[Free-text object descriptions]
________________________________________
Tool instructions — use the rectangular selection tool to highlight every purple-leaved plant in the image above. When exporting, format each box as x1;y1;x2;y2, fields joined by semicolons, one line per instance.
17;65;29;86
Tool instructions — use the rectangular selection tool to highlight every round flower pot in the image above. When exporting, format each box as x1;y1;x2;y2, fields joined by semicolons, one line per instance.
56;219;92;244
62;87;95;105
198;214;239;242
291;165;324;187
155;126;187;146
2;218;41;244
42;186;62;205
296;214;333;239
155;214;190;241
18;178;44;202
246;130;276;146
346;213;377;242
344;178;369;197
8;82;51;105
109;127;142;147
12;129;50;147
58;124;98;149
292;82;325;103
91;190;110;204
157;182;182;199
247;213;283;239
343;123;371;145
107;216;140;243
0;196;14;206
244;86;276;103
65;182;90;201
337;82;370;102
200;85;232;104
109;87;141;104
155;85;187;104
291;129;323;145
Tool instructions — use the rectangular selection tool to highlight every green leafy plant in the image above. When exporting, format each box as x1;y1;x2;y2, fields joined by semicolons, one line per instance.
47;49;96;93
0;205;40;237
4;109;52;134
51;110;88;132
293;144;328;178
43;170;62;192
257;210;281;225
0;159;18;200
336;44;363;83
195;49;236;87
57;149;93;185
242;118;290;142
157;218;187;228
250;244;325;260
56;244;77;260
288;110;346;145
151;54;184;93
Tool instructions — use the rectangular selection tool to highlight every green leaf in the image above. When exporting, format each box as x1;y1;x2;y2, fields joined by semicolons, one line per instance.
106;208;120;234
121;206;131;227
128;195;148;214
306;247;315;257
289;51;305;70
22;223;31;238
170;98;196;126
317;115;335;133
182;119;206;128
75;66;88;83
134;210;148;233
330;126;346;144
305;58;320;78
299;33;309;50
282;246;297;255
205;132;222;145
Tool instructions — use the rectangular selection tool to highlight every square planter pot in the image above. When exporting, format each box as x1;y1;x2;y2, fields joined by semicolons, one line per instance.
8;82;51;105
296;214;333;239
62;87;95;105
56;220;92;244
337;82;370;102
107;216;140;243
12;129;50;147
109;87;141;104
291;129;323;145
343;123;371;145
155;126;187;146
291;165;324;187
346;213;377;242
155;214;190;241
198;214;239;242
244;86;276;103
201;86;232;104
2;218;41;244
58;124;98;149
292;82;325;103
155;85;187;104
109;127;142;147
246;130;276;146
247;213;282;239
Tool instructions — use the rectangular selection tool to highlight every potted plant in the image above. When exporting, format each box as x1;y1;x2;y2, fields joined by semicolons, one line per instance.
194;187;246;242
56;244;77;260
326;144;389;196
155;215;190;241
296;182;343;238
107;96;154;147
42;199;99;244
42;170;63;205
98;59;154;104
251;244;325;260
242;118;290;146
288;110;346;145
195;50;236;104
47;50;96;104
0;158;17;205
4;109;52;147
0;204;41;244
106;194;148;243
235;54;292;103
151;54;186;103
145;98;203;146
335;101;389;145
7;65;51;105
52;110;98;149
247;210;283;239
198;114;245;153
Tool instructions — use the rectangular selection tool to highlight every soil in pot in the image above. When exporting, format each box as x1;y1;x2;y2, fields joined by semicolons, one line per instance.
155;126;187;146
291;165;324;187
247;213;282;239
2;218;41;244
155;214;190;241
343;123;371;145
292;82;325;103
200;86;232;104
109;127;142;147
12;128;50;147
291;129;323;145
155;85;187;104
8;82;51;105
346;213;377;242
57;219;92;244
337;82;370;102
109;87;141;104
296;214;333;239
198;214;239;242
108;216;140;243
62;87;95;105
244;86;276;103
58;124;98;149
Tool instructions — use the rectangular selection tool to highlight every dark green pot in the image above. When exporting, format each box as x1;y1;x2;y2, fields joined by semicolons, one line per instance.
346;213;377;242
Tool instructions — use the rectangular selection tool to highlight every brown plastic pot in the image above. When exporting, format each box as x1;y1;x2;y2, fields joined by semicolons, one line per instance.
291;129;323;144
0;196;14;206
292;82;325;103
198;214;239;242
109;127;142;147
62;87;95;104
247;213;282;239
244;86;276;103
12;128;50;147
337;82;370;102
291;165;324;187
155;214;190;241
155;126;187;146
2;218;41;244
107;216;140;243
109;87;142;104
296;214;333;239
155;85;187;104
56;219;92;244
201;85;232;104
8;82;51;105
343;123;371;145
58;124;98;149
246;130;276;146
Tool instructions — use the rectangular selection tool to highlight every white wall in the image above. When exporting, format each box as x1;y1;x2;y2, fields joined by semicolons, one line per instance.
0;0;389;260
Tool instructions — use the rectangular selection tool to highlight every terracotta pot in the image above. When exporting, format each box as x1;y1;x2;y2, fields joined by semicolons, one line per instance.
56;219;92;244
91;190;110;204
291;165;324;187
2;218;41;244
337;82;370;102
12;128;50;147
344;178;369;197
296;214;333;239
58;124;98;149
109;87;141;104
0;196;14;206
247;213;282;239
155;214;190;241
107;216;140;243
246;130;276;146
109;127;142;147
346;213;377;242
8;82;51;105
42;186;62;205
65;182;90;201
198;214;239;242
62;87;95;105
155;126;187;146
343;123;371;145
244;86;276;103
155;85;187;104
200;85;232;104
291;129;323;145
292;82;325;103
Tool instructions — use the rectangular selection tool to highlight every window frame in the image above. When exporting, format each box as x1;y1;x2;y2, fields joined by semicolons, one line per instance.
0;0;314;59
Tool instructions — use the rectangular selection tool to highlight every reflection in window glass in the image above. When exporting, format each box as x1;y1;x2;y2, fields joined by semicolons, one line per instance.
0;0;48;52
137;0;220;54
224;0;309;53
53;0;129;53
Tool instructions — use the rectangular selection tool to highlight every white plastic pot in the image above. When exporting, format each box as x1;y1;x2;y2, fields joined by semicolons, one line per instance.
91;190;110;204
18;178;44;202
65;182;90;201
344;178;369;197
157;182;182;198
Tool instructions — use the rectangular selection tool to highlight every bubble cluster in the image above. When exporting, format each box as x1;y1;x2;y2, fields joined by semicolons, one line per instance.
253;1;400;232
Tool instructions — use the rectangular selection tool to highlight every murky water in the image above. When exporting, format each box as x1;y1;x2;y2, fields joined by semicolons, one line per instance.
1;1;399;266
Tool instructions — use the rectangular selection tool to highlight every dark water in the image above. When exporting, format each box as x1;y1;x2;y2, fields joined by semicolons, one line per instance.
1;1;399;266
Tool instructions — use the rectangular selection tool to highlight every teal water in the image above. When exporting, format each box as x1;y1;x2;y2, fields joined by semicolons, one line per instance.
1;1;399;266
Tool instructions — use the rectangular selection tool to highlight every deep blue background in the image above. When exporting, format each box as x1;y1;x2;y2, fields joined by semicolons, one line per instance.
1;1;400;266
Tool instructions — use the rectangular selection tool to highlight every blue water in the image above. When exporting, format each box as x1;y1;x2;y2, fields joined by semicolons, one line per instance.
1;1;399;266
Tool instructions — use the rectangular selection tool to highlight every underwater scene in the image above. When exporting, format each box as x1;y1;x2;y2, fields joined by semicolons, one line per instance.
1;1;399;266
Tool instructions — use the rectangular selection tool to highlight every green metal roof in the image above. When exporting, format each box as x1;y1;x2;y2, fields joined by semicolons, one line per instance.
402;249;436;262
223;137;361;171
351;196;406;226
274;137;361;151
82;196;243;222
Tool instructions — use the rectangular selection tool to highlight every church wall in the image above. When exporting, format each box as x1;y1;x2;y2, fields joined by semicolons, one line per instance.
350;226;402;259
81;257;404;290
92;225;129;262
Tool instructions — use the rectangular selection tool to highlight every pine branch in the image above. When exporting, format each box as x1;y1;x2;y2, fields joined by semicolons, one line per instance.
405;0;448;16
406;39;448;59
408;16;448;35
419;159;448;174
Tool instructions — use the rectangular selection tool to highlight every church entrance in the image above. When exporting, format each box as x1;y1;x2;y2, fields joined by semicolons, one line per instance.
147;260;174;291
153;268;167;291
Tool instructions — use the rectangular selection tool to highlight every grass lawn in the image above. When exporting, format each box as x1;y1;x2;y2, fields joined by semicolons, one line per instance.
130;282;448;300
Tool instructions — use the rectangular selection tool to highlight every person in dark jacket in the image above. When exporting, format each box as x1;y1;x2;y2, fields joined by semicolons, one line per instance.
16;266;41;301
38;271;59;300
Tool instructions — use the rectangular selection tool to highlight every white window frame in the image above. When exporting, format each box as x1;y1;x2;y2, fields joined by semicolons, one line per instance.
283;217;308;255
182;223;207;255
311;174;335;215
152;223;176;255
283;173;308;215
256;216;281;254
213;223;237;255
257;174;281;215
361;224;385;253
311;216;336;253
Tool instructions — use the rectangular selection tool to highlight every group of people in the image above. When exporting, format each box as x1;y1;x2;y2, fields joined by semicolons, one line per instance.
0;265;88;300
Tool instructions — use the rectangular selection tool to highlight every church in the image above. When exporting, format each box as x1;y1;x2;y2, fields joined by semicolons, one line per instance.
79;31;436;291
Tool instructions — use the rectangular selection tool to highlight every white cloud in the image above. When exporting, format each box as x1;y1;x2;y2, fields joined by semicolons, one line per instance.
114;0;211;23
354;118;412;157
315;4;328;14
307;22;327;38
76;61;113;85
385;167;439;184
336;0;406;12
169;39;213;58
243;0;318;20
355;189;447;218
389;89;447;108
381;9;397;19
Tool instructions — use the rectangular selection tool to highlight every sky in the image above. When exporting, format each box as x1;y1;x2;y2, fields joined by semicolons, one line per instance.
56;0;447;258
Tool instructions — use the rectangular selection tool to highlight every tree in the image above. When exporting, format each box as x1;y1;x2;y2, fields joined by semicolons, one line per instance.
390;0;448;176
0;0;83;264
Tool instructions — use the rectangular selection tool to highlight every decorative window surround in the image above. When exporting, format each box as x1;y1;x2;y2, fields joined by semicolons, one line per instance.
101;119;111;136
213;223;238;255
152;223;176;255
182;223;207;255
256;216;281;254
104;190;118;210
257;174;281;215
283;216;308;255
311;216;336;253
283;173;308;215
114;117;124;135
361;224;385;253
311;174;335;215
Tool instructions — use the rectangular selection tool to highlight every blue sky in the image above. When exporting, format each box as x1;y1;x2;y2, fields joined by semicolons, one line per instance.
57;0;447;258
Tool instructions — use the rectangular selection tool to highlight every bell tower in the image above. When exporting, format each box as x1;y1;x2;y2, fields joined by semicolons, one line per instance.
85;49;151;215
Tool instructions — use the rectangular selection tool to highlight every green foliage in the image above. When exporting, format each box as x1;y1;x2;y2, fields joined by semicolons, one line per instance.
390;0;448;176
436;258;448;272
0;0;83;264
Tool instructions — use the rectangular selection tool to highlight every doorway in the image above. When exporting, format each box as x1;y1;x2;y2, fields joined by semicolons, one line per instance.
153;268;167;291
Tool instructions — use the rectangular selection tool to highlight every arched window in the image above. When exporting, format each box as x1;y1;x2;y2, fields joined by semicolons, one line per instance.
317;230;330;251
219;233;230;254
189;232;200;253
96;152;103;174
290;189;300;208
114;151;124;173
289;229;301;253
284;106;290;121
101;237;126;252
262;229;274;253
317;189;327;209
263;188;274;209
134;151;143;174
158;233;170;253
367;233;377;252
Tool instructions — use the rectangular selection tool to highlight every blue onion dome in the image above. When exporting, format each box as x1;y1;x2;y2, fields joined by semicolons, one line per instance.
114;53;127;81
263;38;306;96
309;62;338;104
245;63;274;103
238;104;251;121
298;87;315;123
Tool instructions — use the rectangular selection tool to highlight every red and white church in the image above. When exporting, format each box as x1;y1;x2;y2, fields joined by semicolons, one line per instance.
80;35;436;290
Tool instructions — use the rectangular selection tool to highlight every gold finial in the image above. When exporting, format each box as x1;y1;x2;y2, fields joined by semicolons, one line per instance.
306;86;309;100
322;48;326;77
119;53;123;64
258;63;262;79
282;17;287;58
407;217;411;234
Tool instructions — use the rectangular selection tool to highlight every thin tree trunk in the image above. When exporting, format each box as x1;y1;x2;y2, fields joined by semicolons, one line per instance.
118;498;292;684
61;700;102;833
________________________________________
### What this task involves
With the line containing "every green foliage" as the first, output each line through the final line of the entries above, exactly.

### Solution to the problem
Tool instructions — use the rectangular selection tool to highlight every green foliage in the image above. When exporting, format each box as x1;y1;x2;y2, fields joined by semicolons, one line per instance.
390;0;448;176
436;258;448;272
0;0;83;264
Tool instructions — use the rectangular selection tool to highlight every doorway in the image above. When exporting, format each box as x1;y1;x2;y2, fields joined by semicolons, one line per instance.
153;268;167;291
Tool instructions — use the rectangular selection tool to highlight every arched window in the image above. When exporting, format each box as x1;y1;x2;y2, fields joined by semicolons, one line per instance.
317;230;330;251
219;233;230;254
189;232;200;253
96;152;103;174
290;189;300;208
114;151;124;173
289;229;301;253
284;106;290;121
101;237;126;252
262;229;274;253
317;189;327;209
263;188;274;209
134;151;143;174
158;233;170;253
367;233;377;252
Tool instructions — use the rectangular selection tool to highlight every blue onion dome in the image above. When exporting, format each box as x1;y1;x2;y2, fields joined by semicolons, one line per instance.
114;53;127;81
263;38;306;96
309;62;338;104
245;63;274;103
238;104;251;121
298;87;315;123
Tool instructions — use the rectangular selection tool to highlight every red and white church in the image above. When exporting, format each box as x1;y1;x2;y2, fields joined by semicolons, one line per instance.
80;35;436;290
Tool instructions — use the rectangular selection tool to highlight every gold finial in the image above. When exporting, format each box as x1;y1;x2;y2, fields joined by semicolons, one line per instance.
306;86;309;100
322;48;326;77
119;53;123;64
258;63;262;79
282;17;287;58
407;217;411;234
Tool instructions — use the rectangular selection tool to highlight every thin tree trunk in the image above. When exporting, format each box as x1;y1;x2;y2, fields joined by semicolons, one line per instance.
118;498;292;684
61;700;102;833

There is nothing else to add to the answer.